Written problem: Without including any pictures, write out all the entries exactly.

Entries from a point annotation set:
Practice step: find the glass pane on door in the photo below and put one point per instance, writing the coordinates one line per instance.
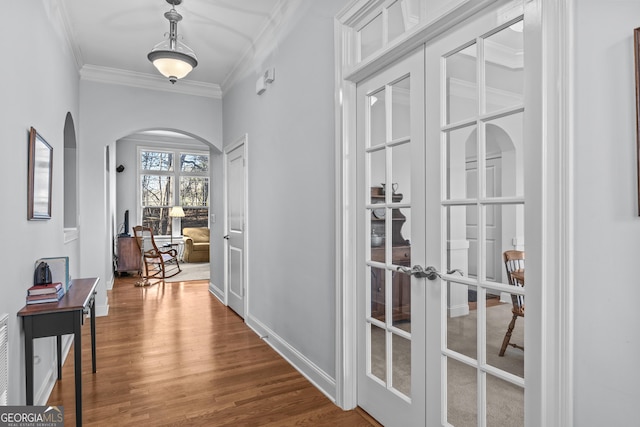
(504, 68)
(462, 85)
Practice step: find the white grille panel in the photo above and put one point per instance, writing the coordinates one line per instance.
(4, 359)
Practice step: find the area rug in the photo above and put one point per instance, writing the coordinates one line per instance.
(191, 271)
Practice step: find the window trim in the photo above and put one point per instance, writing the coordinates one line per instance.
(176, 173)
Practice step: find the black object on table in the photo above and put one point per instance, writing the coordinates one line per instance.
(61, 318)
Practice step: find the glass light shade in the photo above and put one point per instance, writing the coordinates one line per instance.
(173, 64)
(176, 212)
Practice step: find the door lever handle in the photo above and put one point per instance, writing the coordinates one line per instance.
(417, 271)
(430, 272)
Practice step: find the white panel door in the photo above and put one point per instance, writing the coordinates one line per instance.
(235, 256)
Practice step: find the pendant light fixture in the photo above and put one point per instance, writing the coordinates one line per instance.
(171, 57)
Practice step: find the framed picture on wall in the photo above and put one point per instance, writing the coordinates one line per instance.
(39, 179)
(636, 50)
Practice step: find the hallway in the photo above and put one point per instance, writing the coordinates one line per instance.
(172, 354)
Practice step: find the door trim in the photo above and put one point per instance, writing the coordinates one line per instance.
(245, 268)
(550, 202)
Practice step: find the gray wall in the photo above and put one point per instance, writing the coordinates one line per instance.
(39, 85)
(607, 226)
(291, 188)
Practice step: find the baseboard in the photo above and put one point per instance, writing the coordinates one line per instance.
(43, 394)
(459, 310)
(102, 310)
(306, 367)
(217, 292)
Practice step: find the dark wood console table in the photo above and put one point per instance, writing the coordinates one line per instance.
(61, 318)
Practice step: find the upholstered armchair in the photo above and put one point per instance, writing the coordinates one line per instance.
(196, 244)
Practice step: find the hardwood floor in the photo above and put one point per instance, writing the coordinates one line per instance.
(172, 354)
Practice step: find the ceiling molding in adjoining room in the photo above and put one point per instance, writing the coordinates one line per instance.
(264, 44)
(58, 6)
(148, 81)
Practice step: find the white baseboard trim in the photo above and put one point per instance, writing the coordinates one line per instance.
(306, 367)
(217, 292)
(102, 310)
(44, 392)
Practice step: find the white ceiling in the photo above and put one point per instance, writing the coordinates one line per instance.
(118, 34)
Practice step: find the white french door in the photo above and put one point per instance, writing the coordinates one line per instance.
(428, 344)
(474, 122)
(391, 334)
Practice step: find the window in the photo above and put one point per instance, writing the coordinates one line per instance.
(163, 184)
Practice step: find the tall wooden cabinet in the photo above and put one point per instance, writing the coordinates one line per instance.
(400, 256)
(128, 255)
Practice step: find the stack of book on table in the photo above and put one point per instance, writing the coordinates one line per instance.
(39, 294)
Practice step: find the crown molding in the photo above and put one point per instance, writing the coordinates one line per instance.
(147, 81)
(61, 14)
(263, 44)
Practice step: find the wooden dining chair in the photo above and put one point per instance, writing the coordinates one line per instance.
(514, 263)
(157, 264)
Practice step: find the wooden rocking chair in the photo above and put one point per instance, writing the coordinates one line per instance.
(514, 263)
(157, 264)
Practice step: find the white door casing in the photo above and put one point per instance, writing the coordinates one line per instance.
(235, 226)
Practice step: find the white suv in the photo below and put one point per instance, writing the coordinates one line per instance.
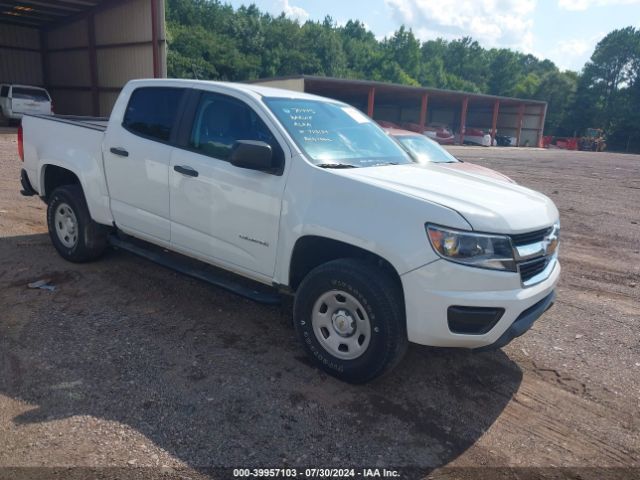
(16, 100)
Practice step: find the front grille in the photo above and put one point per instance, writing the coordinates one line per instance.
(532, 268)
(530, 237)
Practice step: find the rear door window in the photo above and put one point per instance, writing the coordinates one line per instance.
(152, 112)
(34, 94)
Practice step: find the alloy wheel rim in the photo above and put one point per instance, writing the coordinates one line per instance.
(341, 324)
(66, 224)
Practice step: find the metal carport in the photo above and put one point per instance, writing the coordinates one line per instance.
(82, 51)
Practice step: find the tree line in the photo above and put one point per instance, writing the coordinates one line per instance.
(211, 40)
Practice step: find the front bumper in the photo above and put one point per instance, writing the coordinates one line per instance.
(432, 289)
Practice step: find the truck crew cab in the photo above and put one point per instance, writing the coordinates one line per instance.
(308, 196)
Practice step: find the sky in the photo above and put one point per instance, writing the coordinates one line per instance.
(564, 31)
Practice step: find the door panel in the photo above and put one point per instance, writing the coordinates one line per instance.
(136, 159)
(228, 214)
(139, 184)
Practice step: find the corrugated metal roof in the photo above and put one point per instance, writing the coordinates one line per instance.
(44, 13)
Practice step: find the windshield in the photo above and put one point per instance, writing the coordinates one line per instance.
(424, 150)
(332, 134)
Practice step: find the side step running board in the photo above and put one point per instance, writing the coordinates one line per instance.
(187, 267)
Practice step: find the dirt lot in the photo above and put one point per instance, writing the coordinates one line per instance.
(127, 364)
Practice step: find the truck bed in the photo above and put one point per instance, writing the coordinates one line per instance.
(95, 123)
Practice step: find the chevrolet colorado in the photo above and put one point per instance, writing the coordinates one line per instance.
(307, 196)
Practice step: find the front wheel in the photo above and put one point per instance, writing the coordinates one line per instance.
(349, 315)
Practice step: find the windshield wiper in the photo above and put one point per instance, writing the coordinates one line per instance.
(382, 164)
(335, 165)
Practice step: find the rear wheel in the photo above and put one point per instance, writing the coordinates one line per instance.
(349, 315)
(74, 234)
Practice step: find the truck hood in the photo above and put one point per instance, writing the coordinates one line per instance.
(489, 205)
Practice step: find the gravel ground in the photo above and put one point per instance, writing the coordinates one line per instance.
(128, 365)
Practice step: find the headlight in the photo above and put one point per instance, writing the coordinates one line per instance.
(473, 249)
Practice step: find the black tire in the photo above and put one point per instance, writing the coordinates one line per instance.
(91, 239)
(382, 300)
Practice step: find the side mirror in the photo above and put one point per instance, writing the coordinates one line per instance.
(252, 154)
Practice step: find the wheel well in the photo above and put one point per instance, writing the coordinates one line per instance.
(312, 251)
(55, 177)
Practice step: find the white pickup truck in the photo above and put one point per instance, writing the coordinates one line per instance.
(302, 195)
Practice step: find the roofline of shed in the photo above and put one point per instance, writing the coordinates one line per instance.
(396, 86)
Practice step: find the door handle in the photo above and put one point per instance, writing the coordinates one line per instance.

Response for this exercise:
Practice step: find the glass pane on door in the photo below and put one point per instance, writing the coordinates one line per instance.
(504, 68)
(462, 85)
Practice step: find the white grille panel in the photo above and put one point per instance, writing the coordinates one line per instance.
(4, 359)
Practice step: find the area rug in the photo above and put one point per instance, writing the coordinates one line per instance.
(191, 271)
Practice step: find the window trim in the photo above and put one point per instance, writing the coordinates one line per instance.
(176, 173)
Practice step: find the black object on table in the photo above and put one point per instance, writing the coordinates one line per instance.
(61, 318)
Practice step: find the glass light shade in the photo above and put one point per instance, writing the coordinates one line per instance.
(173, 64)
(176, 212)
Practice step: find the door lever handle in the photo above and put one point per instance, writing the coordinates one line per instance.
(417, 271)
(430, 272)
Practice step: find the white panel door in the photo above and put one point per instance, writing the coordinates one line per instance.
(235, 256)
Practice step: find the pendant light fixture in the photo above and put one point per instance, writing the coordinates one line per instance.
(171, 57)
Practice step: find the framed picture on wall in the photo above and put one point per instance, writing the coordinates one line per instance.
(39, 179)
(636, 50)
Practice step: find the hallway in the photo above and put one point per instance, writing the coordinates one line per instance.
(172, 354)
Practice step: find the door trim in the photo above and put one point per instance, writing the coordinates one line per instance.
(245, 268)
(550, 202)
Practice step: find the gray wall in the photo above and put one point per instance, writing the coordinates one line per instance.
(39, 85)
(607, 226)
(291, 188)
Practice step: find the baseboard in the photo above and put one point per instance, writing the coordinates one line per instance.
(43, 394)
(459, 310)
(102, 310)
(306, 367)
(217, 292)
Practice step: find the dark wood console table in the photo above and put one point per instance, writing the coordinates one line per instance.
(61, 318)
Practice step: find the upholstered armchair in the photo above and put one point per instance, writing the coordinates one line per instance.
(196, 244)
Practice step: find the hardwood floor in the photo above and put one point per instance, writing the coordinates one line per instance.
(172, 354)
Practice step: find the ceiling molding in adjoining room in the photo above and put one point per instance, writing the coordinates one line per instance.
(264, 44)
(58, 6)
(148, 81)
Practice step: find the white baseboard trim in the photo above and put one point per instance, writing the coordinates one line per instance.
(306, 367)
(217, 292)
(102, 310)
(44, 392)
Practice step: find the white ceiling in the photo above and put one point per instance, writing the coordinates one line per instance.
(118, 34)
Practice step: find the white french door in the photo above and put one point per instance, writing the coordinates one line per instance.
(428, 344)
(474, 122)
(391, 334)
Practice step: find the window in the photo above and put one point per instance, writing the coordinates one line per instance.
(163, 184)
Practice step: find the tall wooden cabinet in the photo above and put one point per instance, writing the coordinates one line per instance.
(400, 256)
(128, 255)
Practice step: find the stack of book on table in the photo above and put one point per instance, writing the coordinates one line per instance.
(39, 294)
Practice step: find the crown molding in the photo above and put one point per instance, writing the coordinates one line per instance.
(147, 81)
(61, 14)
(263, 44)
Practice step: find the wooden dining chair in the photo above and put one point per instance, writing the coordinates one line per instance.
(514, 263)
(157, 264)
Practice step: find the wooden rocking chair in the photo above and put one point per instance, writing the coordinates one line per instance.
(514, 263)
(157, 264)
Practice step: find the white door casing in the photo above and put one point per instance, writing the coordinates one line per instance.
(235, 226)
Practice step: find the white suv in the photo below and put one point per instance, writing the coordinates one line per instance.
(16, 100)
Practice step: find the front grille in the photo above and put one point per instance, writing the coordinates one line per instance.
(532, 268)
(530, 237)
Practice step: find the rear door window in the photo above and put one point per instance, writing the coordinates one line per instance.
(152, 112)
(34, 94)
Practice step: find the alloy wheel rim in the photo above and put one point per instance, writing the coordinates one line per instance.
(341, 324)
(66, 224)
Practice step: find the metal carport in the photo above and put one point per instance, writing the coordinates one line per instance.
(82, 51)
Practice step: find the tree line in the photo above and put one point per instance, writing the coordinates one line per instance.
(211, 40)
Practice step: find the front bumper in the photo above and put one point per instance, writing the coordinates one line per instance.
(432, 289)
Practice step: find the truck crew cab in the photo above and put one point per instance, writing the coordinates one line per instance.
(308, 196)
Practice step: find the sky in the photo above and put one point per instance, writing the coordinates one line per instance.
(564, 31)
Practice step: find the door panel in the photo above and put one point per instance, writing the coordinates one line per instance.
(136, 159)
(228, 214)
(139, 184)
Practice step: find the corrugated metal roof in the photo above and put one point per instance, writing the coordinates one line per instance.
(44, 13)
Practice step: find the windshield in the photo above and put one point per instance, writing the coordinates one line per instance.
(424, 150)
(332, 134)
Practice step: find the side step running board in the photo above and put one point per instance, writing the coordinates one line per instance.
(187, 267)
Practice step: find the dirt lot in the photo above and put one point per instance, writing the coordinates one line per instance.
(127, 364)
Practice step: find the truck bed in the photo above and put one point per instance, writing the coordinates one line per instance.
(95, 123)
Practice step: find the chevrolet colorado in the photo above and put one point per instance, writing the coordinates one line per instance.
(307, 196)
Practice step: find the front wheel in the photo above and put one point per instance, writing the coordinates one line per instance.
(349, 315)
Practice step: find the windshield wiper in the photo above and put one point per instance, writing the coordinates one line per instance.
(382, 164)
(335, 165)
Practice step: find the rear wheel in the photo above and put one point per instance, writing the coordinates one line per instance.
(349, 315)
(74, 234)
Practice step: find the truck hood in the photo above and put one point per instance, writing the coordinates one line per instance.
(489, 205)
Practice step: find the gravel ground in the photo above and put one point per instance, writing the coordinates one line per instance.
(128, 365)
Practice step: find the headlight in the photo above and put one point per instance, writing the coordinates one line per instance.
(473, 249)
Practice step: find the black tire in the photo above and put one point per instance, writing the coordinates one line per instance.
(91, 239)
(382, 300)
Practice step: find the side mirror in the photo above and put one point per instance, writing the coordinates one line per instance.
(252, 154)
Practice step: find the wheel well in the photo above and put one point per instance, writing the coordinates one line per instance.
(312, 251)
(55, 177)
Practice step: find the white pickup truck in the photo above and put one point per instance, writing the coordinates one line per instance.
(302, 195)
Practice step: find the roofline of shed in the photo above and put one point per instance, writing the coordinates one line per instance.
(396, 86)
Practice step: find the door handle in the photo above and put one point per instance, writing the coordinates one line per instance.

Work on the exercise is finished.